___ GIVEN INFORMATION ___

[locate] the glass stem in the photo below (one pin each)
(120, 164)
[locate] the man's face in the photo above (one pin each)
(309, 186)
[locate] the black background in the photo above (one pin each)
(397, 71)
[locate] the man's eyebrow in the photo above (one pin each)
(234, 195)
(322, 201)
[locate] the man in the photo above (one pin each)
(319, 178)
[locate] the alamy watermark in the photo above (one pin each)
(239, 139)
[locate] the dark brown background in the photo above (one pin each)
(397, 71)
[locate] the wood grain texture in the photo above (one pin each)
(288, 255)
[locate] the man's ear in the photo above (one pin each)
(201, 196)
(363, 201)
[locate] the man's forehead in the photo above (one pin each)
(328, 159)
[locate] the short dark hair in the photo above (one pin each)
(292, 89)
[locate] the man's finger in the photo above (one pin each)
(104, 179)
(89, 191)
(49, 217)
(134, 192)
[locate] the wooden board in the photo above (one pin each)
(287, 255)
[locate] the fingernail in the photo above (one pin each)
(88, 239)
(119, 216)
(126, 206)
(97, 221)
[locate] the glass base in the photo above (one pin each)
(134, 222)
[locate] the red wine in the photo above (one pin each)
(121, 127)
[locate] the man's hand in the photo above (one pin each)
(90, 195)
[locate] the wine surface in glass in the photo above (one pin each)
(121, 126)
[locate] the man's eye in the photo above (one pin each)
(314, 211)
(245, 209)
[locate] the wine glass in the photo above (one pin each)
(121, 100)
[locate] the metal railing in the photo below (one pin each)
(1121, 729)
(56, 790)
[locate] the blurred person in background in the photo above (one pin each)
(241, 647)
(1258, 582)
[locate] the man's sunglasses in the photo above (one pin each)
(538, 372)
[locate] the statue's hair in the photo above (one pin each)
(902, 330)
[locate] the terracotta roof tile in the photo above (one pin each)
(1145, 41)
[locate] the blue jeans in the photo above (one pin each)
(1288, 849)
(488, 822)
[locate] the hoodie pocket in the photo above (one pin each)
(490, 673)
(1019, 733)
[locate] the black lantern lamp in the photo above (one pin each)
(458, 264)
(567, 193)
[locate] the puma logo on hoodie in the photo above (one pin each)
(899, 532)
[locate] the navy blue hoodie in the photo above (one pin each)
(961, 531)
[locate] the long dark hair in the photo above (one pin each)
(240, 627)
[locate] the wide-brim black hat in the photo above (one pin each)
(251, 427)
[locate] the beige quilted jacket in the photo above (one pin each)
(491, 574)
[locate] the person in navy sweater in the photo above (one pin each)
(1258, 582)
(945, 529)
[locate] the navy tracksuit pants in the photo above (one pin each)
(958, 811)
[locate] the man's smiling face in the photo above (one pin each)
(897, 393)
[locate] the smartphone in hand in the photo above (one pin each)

___

== DIRECTIONS FOR THIS TASK ==
Write out the records again word for word, beginning at the line that contains "[locate] the man's hand" and continuing through the last of them.

== FINAL RESULT ==
[locate] the man's hand in the photo above (one pin each)
(90, 195)
[locate] the wine surface in glass in the photo above (one pin each)
(121, 126)
[locate] the man's eye in the photo above (one pin each)
(314, 211)
(245, 209)
[locate] the wine glass in the photo above (one pin each)
(121, 100)
[locate] the metal railing in the photo below (one pin each)
(1121, 729)
(56, 790)
[locate] the blurred person in background in the photo above (one pin each)
(241, 647)
(1258, 582)
[locate] the man's sunglasses in the photo above (one pin each)
(538, 372)
[locate] the statue's hair in the photo above (one pin each)
(902, 330)
[locate] the terracotta roof tile in the photo above (one pin each)
(1145, 41)
[locate] the blue jeans in the photo above (one pin each)
(1288, 849)
(488, 822)
[locate] the hoodie pocket in the photo above (one pin each)
(490, 673)
(1019, 733)
[locate] the black lantern lamp in the photo above (one pin each)
(458, 264)
(567, 193)
[locate] the puma logo on hoodie in the photo above (one pin each)
(899, 532)
[locate] the navy blue hoodie in the photo above (one pin each)
(961, 531)
[locate] the long dark hair in the photo above (one pin each)
(240, 627)
[locate] the wide-brim black hat in the photo above (one pin each)
(251, 427)
[locate] the beige quilted jacket in the photo above (one pin each)
(491, 574)
[locate] the person in navy sweater in the photo above (one pin each)
(1258, 582)
(945, 529)
[locate] the navy tracksuit pants in the photo above (one pin each)
(958, 811)
[locate] the man's smiling face in the photo above (one pin each)
(897, 393)
[locate] the smartphone in hand in the photo above (one pin each)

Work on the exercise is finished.